↓

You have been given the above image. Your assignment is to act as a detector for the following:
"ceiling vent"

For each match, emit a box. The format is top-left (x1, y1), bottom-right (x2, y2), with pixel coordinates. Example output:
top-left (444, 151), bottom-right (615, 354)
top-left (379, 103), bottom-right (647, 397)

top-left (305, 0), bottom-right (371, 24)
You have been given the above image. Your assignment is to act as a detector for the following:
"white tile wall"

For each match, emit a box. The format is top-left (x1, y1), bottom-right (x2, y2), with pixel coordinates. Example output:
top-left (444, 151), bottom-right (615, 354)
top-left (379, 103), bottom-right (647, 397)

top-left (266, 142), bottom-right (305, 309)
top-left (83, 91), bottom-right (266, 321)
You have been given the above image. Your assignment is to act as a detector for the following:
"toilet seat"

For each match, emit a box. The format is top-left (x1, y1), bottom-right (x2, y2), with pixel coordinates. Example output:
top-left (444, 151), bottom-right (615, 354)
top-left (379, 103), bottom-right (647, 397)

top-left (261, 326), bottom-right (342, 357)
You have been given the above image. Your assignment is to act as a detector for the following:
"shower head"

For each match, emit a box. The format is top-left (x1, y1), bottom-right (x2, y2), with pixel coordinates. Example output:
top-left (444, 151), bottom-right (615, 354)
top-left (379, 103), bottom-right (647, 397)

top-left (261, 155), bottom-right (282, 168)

↑

WHAT YOU WILL DO. Word for word, the whole listing should be given again.

RESULT FOR THIS TASK.
You have been given the above image. Your assignment is to act as a detector for the following:
"ceiling vent"

For each match, emit a box. The format is top-left (x1, y1), bottom-right (x2, y2), with pixel coordinates. Example output:
top-left (444, 151), bottom-right (615, 354)
top-left (379, 103), bottom-right (647, 397)

top-left (305, 0), bottom-right (371, 24)
You have been given the above image. Your assignment is to act as a detector for the following:
"white tile wall"

For each match, emit a box. The format is top-left (x1, y1), bottom-right (x2, y2), with pixel coordinates. Example output:
top-left (444, 151), bottom-right (615, 354)
top-left (379, 103), bottom-right (647, 397)

top-left (266, 142), bottom-right (305, 309)
top-left (83, 91), bottom-right (266, 321)
You have been given the above image. Your assignment is to act as a detector for the following:
"toilet seat"

For each match, emit a box. The format is top-left (x1, y1), bottom-right (x2, y2), with pixel coordinates. Example output:
top-left (444, 151), bottom-right (615, 354)
top-left (379, 103), bottom-right (647, 397)

top-left (261, 326), bottom-right (342, 357)
You have been given the above image. Your assignment is to act as a detector for the following:
"shower head"

For each match, emit a box. The format is top-left (x1, y1), bottom-right (x2, y2), with pixel coordinates. Example output:
top-left (444, 151), bottom-right (615, 354)
top-left (379, 103), bottom-right (647, 397)

top-left (261, 155), bottom-right (282, 168)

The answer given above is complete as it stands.